Source extract:

= = = = = = =

[Mlir-commits] [mlir] 32c4324 - [mlir][linalg] Always generate an extract/insert slice pair when tiling output tensors.

Mon Nov 22 05:13:01 PST 2021

Author: Tobias Gysi
Date: 2021-11-22T13:12:43Z
New Revision: 32c43241e716280d3443d684416826b1e7e5781b

URL: https://github.com/llvm/llvm-project/commit/32c43241e716280d3443d684416826b1e7e5781b
DIFF: https://github.com/llvm/llvm-project/commit/32c43241e716280d3443d684416826b1e7e5781b.diff

LOG: [mlir][linalg] Always generate an extract/insert slice pair when tiling output tensors.

Adapt tiling to always generate an extract/insert slice pair for output tensors even if the tensor is not tiled. Having an explicit extract/insert slice pair simplifies followup transformations such as padding and bufferization. In particular, it makes read and written iteration argument slices explicit.

Depends On D114067

Reviewed By: nicolasvasilache

Differential Revision: https://reviews.llvm.org/D114085

Added: 
    

Modified: 
    mlir/lib/Dialect/Linalg/Utils/Utils.cpp
    mlir/test/Dialect/Linalg/fusion-tensor-pattern.mlir
    mlir/test/Dialect/Linalg/tile-and-fuse-on-tensors.mlir

Removed: 
    


################################################################################
diff  --git a/mlir/lib/Dialect/Linalg/Utils/Utils.cpp b/mlir/lib/Dialect/Linalg/Utils/Utils.cpp
index 60a500e2a12cf..cf0aee6bd2138 100644

--- a/mlir/lib/Dialect/Linalg/Utils/Utils.cpp
+++ b/mlir/lib/Dialect/Linalg/Utils/Utils.cpp
@@ -820,8 +820,12 @@ SmallVector<Value, 4> makeTiledShapes(OpBuilder &b, Location loc,
     Value shapedOp = valuesToTile[opOperand->getOperandNumber()];
     LLVM_DEBUG(llvm::dbgs() << "makeTiledShapes: for operand " << shapedOp);
     AffineMap map = linalgOp.getTiedIndexingMap(opOperand);
-    // If the shape is not tiled, we can use it as is.
-    if (!isTiled(map, tileSizes)) {
+    // Use `opOperand` as is if it is not tiled and not an output tensor. Having
+    // an extract/insert slice pair for all output tensors simplifies follow up
+    // transformations such as padding and bufferization since the
+    // extract/insert slice pairs make the accessed iteration argument
+    // subdomains explicit.

= = = = = = =

Extracted data entries
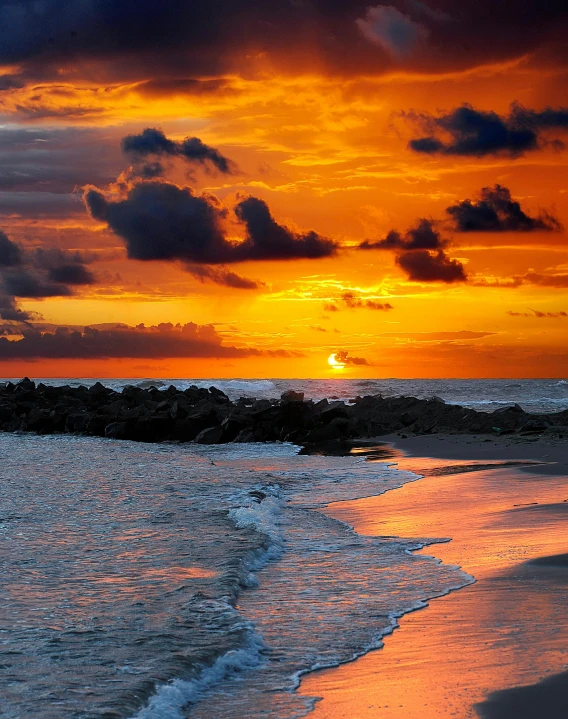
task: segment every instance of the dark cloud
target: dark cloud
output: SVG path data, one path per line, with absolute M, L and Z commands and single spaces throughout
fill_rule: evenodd
M 186 265 L 185 269 L 202 282 L 213 282 L 216 285 L 233 287 L 237 290 L 260 290 L 266 287 L 264 282 L 242 277 L 241 275 L 237 275 L 236 272 L 228 270 L 226 267 Z
M 62 192 L 0 192 L 0 215 L 8 217 L 69 217 L 83 211 L 81 197 Z
M 201 80 L 193 77 L 166 77 L 159 80 L 148 80 L 139 88 L 145 95 L 219 95 L 224 93 L 235 94 L 228 80 L 219 78 L 215 80 Z
M 152 82 L 195 92 L 195 81 L 271 68 L 376 74 L 476 67 L 547 51 L 565 57 L 562 0 L 42 0 L 0 1 L 0 63 L 10 85 L 73 68 L 90 82 Z M 363 36 L 362 36 L 363 33 Z M 365 40 L 367 38 L 367 41 Z M 564 54 L 563 54 L 564 51 Z M 349 62 L 345 61 L 349 58 Z M 63 74 L 67 77 L 67 74 Z M 185 83 L 185 84 L 184 84 Z M 142 86 L 143 87 L 143 86 Z M 197 90 L 199 92 L 199 90 Z
M 547 144 L 546 130 L 568 130 L 568 108 L 530 110 L 512 105 L 508 115 L 462 105 L 446 115 L 406 113 L 428 134 L 411 140 L 410 149 L 428 155 L 508 155 L 519 157 Z M 562 146 L 555 140 L 557 147 Z
M 378 45 L 393 60 L 410 57 L 429 35 L 428 28 L 392 5 L 367 8 L 356 20 L 363 37 Z
M 108 184 L 120 171 L 114 139 L 99 129 L 0 127 L 0 209 L 14 214 L 81 210 L 74 188 L 91 181 Z M 21 193 L 21 194 L 20 194 Z M 25 194 L 24 194 L 25 193 Z
M 147 127 L 138 135 L 127 135 L 122 140 L 122 149 L 137 160 L 152 155 L 181 157 L 189 163 L 196 163 L 207 169 L 213 167 L 224 174 L 231 174 L 236 169 L 231 160 L 198 137 L 186 137 L 182 142 L 177 142 L 152 127 Z
M 37 326 L 22 330 L 18 340 L 0 338 L 0 360 L 36 358 L 165 358 L 165 357 L 248 357 L 261 355 L 256 349 L 237 348 L 222 344 L 221 336 L 212 325 L 160 324 L 157 327 L 96 329 L 77 331 L 58 327 L 52 332 Z
M 364 357 L 350 357 L 348 350 L 338 350 L 335 353 L 335 359 L 344 365 L 367 365 L 369 364 Z
M 228 264 L 247 260 L 289 260 L 332 255 L 336 245 L 316 232 L 296 233 L 278 224 L 263 200 L 248 197 L 235 214 L 245 225 L 245 241 L 226 238 L 227 210 L 212 195 L 164 181 L 138 182 L 126 197 L 107 199 L 94 187 L 84 195 L 91 215 L 125 240 L 136 260 L 181 260 L 189 264 Z
M 433 220 L 422 218 L 416 227 L 404 235 L 391 230 L 382 240 L 365 240 L 359 245 L 361 250 L 439 250 L 447 245 Z
M 0 230 L 0 317 L 31 320 L 34 313 L 20 309 L 18 299 L 68 297 L 73 286 L 93 284 L 95 278 L 85 267 L 90 259 L 56 248 L 25 251 Z
M 332 240 L 313 230 L 297 233 L 278 224 L 266 202 L 256 197 L 241 200 L 235 214 L 247 229 L 245 241 L 235 250 L 243 260 L 317 259 L 329 257 L 337 249 Z
M 394 307 L 388 302 L 375 302 L 375 300 L 366 300 L 358 296 L 355 292 L 344 292 L 341 299 L 350 309 L 367 309 L 388 311 Z
M 67 297 L 72 294 L 69 287 L 59 284 L 28 270 L 2 273 L 2 284 L 8 295 L 39 299 L 45 297 Z M 7 319 L 7 317 L 4 317 Z
M 233 261 L 234 245 L 225 239 L 221 226 L 226 212 L 210 196 L 195 195 L 190 187 L 141 182 L 121 200 L 109 200 L 101 190 L 89 187 L 84 199 L 91 215 L 124 239 L 132 259 Z
M 531 309 L 530 312 L 513 312 L 513 310 L 509 310 L 507 314 L 511 315 L 511 317 L 537 317 L 538 319 L 557 319 L 559 317 L 568 317 L 568 312 L 564 312 L 563 310 L 560 312 L 541 312 L 540 310 L 533 309 Z
M 443 251 L 413 250 L 397 255 L 397 265 L 415 282 L 465 282 L 465 268 Z
M 95 276 L 85 265 L 70 264 L 53 267 L 48 271 L 48 277 L 53 282 L 66 285 L 93 285 Z
M 458 232 L 547 232 L 562 229 L 560 222 L 548 212 L 537 217 L 527 215 L 502 185 L 484 187 L 477 200 L 464 200 L 448 207 L 446 212 Z

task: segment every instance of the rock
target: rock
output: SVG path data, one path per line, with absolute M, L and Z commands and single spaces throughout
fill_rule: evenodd
M 95 384 L 92 387 L 89 387 L 87 392 L 90 395 L 99 395 L 99 396 L 103 396 L 103 397 L 106 397 L 106 395 L 108 394 L 107 388 L 100 382 L 95 382 Z
M 126 422 L 111 422 L 105 427 L 105 437 L 109 439 L 127 439 L 127 434 Z
M 136 397 L 137 394 L 140 394 L 140 392 L 143 392 L 141 387 L 135 387 L 133 384 L 127 384 L 122 388 L 121 394 L 127 399 L 132 399 L 133 397 Z
M 540 419 L 529 419 L 521 427 L 521 432 L 545 432 L 549 425 Z
M 283 404 L 287 404 L 288 402 L 303 402 L 304 393 L 295 392 L 293 389 L 289 389 L 287 392 L 280 395 L 280 401 Z
M 512 404 L 509 407 L 499 407 L 499 409 L 496 409 L 493 414 L 503 414 L 504 412 L 511 412 L 515 414 L 525 414 L 525 410 L 521 407 L 519 404 Z
M 234 417 L 226 417 L 221 422 L 221 429 L 223 430 L 221 441 L 233 442 L 239 435 L 239 432 L 242 428 L 242 422 L 240 422 L 238 419 L 235 419 Z
M 0 422 L 9 422 L 14 416 L 14 407 L 11 404 L 0 405 Z
M 224 392 L 221 392 L 220 389 L 217 389 L 217 387 L 209 387 L 209 393 L 218 401 L 218 402 L 230 402 L 231 400 L 227 397 L 227 395 Z
M 222 437 L 223 428 L 219 425 L 202 430 L 195 438 L 195 441 L 197 444 L 219 444 Z
M 90 416 L 86 412 L 70 414 L 65 421 L 65 429 L 68 432 L 84 432 L 87 429 Z

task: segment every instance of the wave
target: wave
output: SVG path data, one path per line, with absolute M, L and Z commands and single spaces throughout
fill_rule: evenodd
M 245 635 L 242 646 L 217 657 L 211 666 L 202 668 L 195 679 L 174 679 L 159 686 L 146 706 L 131 719 L 185 719 L 185 709 L 196 704 L 213 686 L 233 675 L 258 669 L 265 662 L 262 652 L 266 644 L 262 636 L 251 622 L 241 617 L 233 602 L 237 598 L 238 587 L 257 586 L 256 572 L 268 562 L 278 559 L 284 551 L 284 538 L 278 527 L 284 499 L 278 485 L 256 484 L 235 493 L 230 501 L 235 505 L 227 513 L 231 522 L 241 529 L 253 529 L 265 541 L 257 549 L 249 551 L 241 562 L 232 595 L 220 602 L 207 602 L 206 610 L 214 614 L 232 613 L 232 631 Z
M 220 609 L 236 613 L 230 605 Z M 240 628 L 247 633 L 244 646 L 220 656 L 212 666 L 203 669 L 196 679 L 174 679 L 169 684 L 163 684 L 132 719 L 186 719 L 185 709 L 196 704 L 212 686 L 231 675 L 261 666 L 264 662 L 262 651 L 265 649 L 262 637 L 250 622 L 241 622 Z

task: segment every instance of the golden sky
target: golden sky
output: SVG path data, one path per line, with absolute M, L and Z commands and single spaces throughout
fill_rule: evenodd
M 566 374 L 561 3 L 189 5 L 0 3 L 1 374 Z

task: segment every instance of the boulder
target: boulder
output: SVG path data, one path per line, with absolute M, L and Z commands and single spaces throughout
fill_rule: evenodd
M 65 429 L 68 432 L 85 432 L 89 423 L 90 415 L 86 412 L 70 414 L 65 421 Z
M 227 397 L 227 395 L 224 392 L 221 392 L 220 389 L 217 389 L 217 387 L 209 387 L 209 393 L 212 395 L 214 399 L 216 399 L 218 402 L 224 403 L 224 402 L 230 402 L 231 400 Z
M 221 441 L 233 442 L 239 435 L 242 428 L 243 423 L 238 419 L 235 419 L 234 417 L 225 417 L 225 419 L 221 422 L 221 429 L 223 430 Z
M 105 437 L 109 439 L 127 439 L 128 426 L 126 422 L 111 422 L 105 427 Z
M 289 389 L 280 395 L 280 401 L 283 404 L 287 404 L 288 402 L 303 402 L 304 393 L 295 392 L 293 389 Z
M 222 437 L 223 428 L 219 425 L 202 430 L 195 438 L 195 441 L 197 444 L 219 444 L 222 441 Z

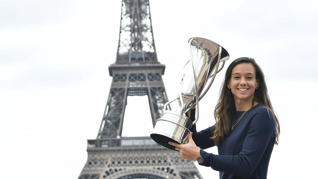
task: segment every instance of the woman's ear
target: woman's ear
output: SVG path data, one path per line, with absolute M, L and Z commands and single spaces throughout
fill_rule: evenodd
M 228 88 L 229 89 L 231 89 L 231 82 L 230 82 L 230 80 L 227 80 L 227 84 L 226 85 L 226 86 L 227 86 L 227 88 Z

= = = = = = =

Exercise requirements:
• A. Duplicate the part of the MLIR commit page starting with "Mon Nov 22 05:13:01" and going on through "argument slices explicit.".
• B. According to the MLIR commit page, which follow-up transformations does an explicit extract/insert slice pair simplify?

Task-by-task answers:
• A.
Mon Nov 22 05:13:01 PST 2021

Author: Tobias Gysi
Date: 2021-11-22T13:12:43Z
New Revision: 32c43241e716280d3443d684416826b1e7e5781b

URL: https://github.com/llvm/llvm-project/commit/32c43241e716280d3443d684416826b1e7e5781b
DIFF: https://github.com/llvm/llvm-project/commit/32c43241e716280d3443d684416826b1e7e5781b.diff

LOG: [mlir][linalg] Always generate an extract/insert slice pair when tiling output tensors.

Adapt tiling to always generate an extract/insert slice pair for output tensors even if the tensor is not tiled. Having an explicit extract/insert slice pair simplifies followup transformations such as padding and bufferization. In particular, it makes read and written iteration argument slices explicit.

• B. Padding and bufferization.